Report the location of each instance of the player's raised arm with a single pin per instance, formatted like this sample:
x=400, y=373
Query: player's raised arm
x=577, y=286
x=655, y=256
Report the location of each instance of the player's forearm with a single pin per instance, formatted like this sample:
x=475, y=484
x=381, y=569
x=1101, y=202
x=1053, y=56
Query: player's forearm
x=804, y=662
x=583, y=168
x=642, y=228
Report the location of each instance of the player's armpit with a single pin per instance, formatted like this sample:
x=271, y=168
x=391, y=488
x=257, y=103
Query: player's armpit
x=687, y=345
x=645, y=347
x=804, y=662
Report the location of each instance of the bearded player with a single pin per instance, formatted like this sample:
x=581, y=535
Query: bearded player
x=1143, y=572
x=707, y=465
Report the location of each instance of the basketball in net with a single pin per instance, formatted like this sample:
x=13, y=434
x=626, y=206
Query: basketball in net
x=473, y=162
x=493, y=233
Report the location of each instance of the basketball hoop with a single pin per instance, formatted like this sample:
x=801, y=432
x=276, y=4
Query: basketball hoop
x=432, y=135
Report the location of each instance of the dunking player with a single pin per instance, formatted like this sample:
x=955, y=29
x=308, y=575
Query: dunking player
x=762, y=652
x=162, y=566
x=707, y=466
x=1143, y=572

########################################

Please rewrite all the records above with every "single pin" changed to "single point", leaving everything else unchanged.

> Task result
Report the location of each instance of the player's raised arm with a single point per instance, formatted like this sample:
x=400, y=373
Query: player's raised arm
x=577, y=286
x=655, y=256
Report the location of each instance of the player's forearm with a single point per instance, formatted like this sample:
x=475, y=484
x=381, y=569
x=1101, y=202
x=1053, y=56
Query: player's forearm
x=804, y=662
x=583, y=168
x=642, y=228
Report the location of each instance of the player's armpit with a single point per instance, formatted like this sample:
x=271, y=168
x=391, y=488
x=257, y=103
Query: player's armpit
x=687, y=345
x=645, y=347
x=804, y=662
Report the location of each instance of the bearded player with a single point per instance, formatted like this sample:
x=581, y=535
Query: bearded player
x=1143, y=572
x=707, y=465
Report the location of each instance of the basketball in net with a single point per instance, formatted like this sample:
x=13, y=434
x=626, y=206
Query: basketball in net
x=473, y=162
x=493, y=233
Report the location of each instance of the basketball hoop with a single point per instance, formatted like this sample:
x=801, y=432
x=276, y=4
Query: basketball hoop
x=432, y=135
Report the location of each instance of the dunking player with a single point per instance, formatted like this sample:
x=955, y=29
x=308, y=575
Query: dunking player
x=762, y=652
x=162, y=566
x=707, y=466
x=1143, y=572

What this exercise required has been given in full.